YOUR GOAL: Could you put the records, from their first line through the line containing "[[174, 316], [99, 223], [49, 260], [65, 327]]", into a numbered list with any blank lines left out?

INPUT MATERIAL:

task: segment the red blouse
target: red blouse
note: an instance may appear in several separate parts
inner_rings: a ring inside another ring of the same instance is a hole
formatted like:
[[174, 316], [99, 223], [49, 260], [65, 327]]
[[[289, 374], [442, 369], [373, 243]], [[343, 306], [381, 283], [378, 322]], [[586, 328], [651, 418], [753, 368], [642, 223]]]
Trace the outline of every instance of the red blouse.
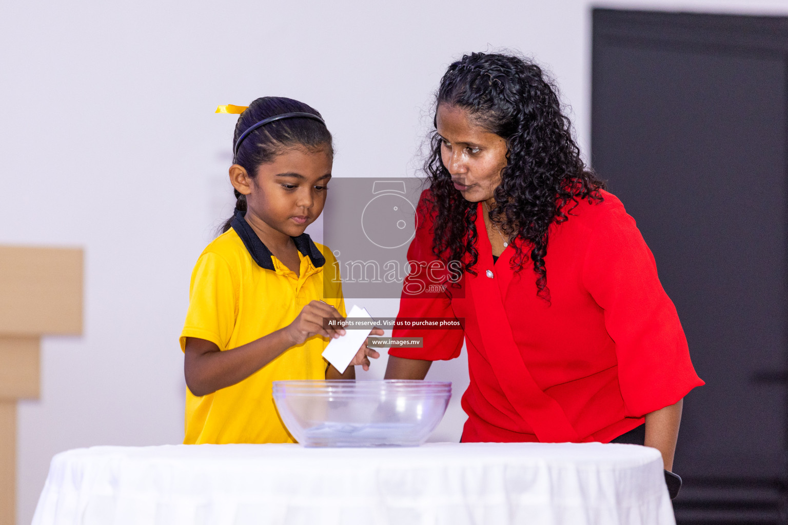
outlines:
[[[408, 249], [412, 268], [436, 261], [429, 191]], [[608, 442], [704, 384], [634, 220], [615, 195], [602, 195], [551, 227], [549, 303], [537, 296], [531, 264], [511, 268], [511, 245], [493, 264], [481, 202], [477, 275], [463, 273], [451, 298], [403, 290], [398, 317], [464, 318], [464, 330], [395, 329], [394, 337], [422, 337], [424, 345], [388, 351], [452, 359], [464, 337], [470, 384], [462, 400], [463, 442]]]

OUTPUT BELOW:
1. task: segment the red blouse
2. target: red blouse
3. note: an instance may appear in several separate parts
4. inner_rings: a ring inside another ring of the same instance is a hole
5. formatted like:
6. [[174, 316], [99, 223], [49, 260], [65, 327]]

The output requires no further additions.